### Exercise brief
Repeat the data below line for line, without any change, and omit the pictures from your answer.

[Region annotation items]
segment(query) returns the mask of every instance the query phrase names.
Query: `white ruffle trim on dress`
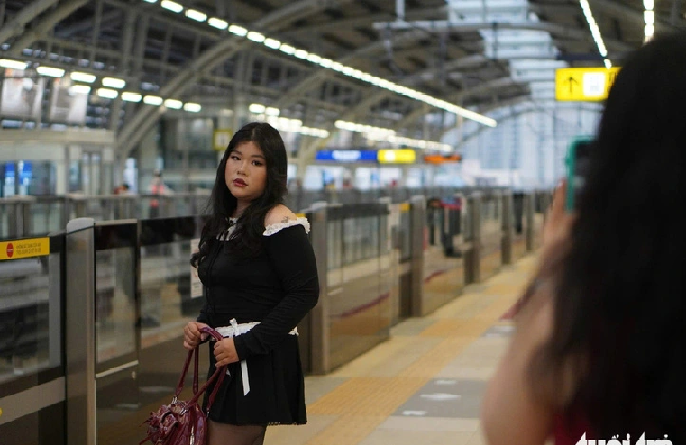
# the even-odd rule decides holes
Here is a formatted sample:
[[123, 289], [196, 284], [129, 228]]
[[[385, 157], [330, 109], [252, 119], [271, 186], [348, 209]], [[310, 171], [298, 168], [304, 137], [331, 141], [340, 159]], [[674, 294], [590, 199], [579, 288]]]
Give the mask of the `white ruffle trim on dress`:
[[307, 218], [303, 217], [303, 218], [297, 218], [295, 220], [288, 220], [286, 222], [277, 222], [276, 224], [270, 224], [264, 228], [264, 233], [262, 233], [262, 235], [271, 236], [275, 233], [279, 233], [279, 232], [281, 229], [286, 229], [287, 227], [293, 227], [294, 225], [301, 225], [305, 227], [306, 233], [310, 232], [309, 221], [307, 221]]

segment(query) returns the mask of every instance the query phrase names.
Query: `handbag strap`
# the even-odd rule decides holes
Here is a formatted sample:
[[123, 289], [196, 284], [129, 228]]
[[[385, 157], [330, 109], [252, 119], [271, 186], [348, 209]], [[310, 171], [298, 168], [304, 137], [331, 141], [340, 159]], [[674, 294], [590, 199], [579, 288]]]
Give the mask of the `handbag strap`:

### Task solution
segment(query) returns the mask of every instance the query phrase names.
Query: `white ruffle trim on dress`
# the even-odd rule decides holes
Here is a formatted sample:
[[123, 289], [196, 284], [129, 228]]
[[[385, 157], [330, 109], [252, 119], [271, 186], [348, 209]], [[310, 171], [298, 168], [304, 137], [331, 141], [340, 159]], [[674, 294], [590, 199], [579, 288]]]
Give the mask of the `white ruffle trim on dress`:
[[307, 218], [303, 217], [303, 218], [297, 218], [295, 220], [288, 220], [286, 222], [277, 222], [276, 224], [270, 224], [264, 228], [264, 233], [262, 233], [262, 235], [271, 236], [275, 233], [279, 233], [279, 232], [281, 229], [286, 229], [287, 227], [293, 227], [294, 225], [301, 225], [305, 227], [306, 233], [310, 232], [309, 221], [307, 221]]

segment(query) returns the mask of every instance the query phrase names.
Query: `handbag strap`
# the even-odd rule decides holes
Here is a formatted sample:
[[123, 289], [196, 284], [129, 228]]
[[[385, 157], [330, 109], [252, 119], [271, 186], [348, 209]], [[310, 171], [298, 168], [304, 137], [331, 141], [340, 159]], [[674, 294], [590, 199], [579, 288]]]
Give the mask of the `handbag strap`:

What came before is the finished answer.